(Dataset excerpts on pointing at objects)
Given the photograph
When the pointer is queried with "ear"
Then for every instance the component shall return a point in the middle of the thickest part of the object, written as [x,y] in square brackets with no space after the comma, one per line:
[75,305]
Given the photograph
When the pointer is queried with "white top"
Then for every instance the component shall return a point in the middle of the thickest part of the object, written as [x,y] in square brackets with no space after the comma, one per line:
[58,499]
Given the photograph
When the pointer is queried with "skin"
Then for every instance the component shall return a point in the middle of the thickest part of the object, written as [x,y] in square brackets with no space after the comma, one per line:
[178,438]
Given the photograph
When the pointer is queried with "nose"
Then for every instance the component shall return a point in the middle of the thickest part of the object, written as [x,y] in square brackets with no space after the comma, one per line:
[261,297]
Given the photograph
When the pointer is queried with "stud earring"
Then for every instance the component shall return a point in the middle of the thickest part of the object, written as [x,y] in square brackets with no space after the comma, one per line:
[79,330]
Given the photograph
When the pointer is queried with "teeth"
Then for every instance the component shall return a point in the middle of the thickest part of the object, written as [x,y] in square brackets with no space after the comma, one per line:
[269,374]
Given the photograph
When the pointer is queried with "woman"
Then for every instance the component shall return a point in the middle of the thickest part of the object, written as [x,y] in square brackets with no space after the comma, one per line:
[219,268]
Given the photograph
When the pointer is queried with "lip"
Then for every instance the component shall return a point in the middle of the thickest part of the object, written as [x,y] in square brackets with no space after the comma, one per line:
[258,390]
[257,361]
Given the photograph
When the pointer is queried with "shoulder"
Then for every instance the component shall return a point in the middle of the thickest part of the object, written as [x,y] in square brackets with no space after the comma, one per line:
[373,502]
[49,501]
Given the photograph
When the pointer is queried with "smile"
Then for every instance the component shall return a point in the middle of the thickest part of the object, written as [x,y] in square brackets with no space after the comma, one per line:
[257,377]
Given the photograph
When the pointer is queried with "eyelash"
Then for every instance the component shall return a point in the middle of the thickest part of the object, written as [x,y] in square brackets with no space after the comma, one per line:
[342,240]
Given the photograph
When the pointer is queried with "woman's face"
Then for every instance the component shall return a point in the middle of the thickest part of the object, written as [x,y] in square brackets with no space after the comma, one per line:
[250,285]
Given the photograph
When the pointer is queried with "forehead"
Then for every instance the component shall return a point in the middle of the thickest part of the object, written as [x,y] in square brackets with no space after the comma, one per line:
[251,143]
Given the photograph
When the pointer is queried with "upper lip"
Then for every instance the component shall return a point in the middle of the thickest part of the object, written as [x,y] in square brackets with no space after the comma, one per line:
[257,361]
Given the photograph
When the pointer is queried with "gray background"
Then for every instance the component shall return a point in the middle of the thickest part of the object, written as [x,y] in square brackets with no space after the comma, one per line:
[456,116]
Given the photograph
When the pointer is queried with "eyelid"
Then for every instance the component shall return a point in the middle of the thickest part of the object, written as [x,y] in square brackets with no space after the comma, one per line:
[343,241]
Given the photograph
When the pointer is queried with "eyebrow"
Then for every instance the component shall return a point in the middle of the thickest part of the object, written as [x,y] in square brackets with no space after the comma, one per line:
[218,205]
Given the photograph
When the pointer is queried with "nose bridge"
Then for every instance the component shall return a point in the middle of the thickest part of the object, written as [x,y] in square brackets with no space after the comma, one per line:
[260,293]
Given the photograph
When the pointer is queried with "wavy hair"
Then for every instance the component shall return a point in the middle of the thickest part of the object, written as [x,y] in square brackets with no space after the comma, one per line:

**PROBLEM DESCRIPTION**.
Locate every line in the listing above that contains the word "nose", and copy each of those lines. Matching is case-sensitive.

**SOLUTION FOR THIS TASK**.
When the pointer is queried with "nose"
When the pointer is queried with "nose bridge"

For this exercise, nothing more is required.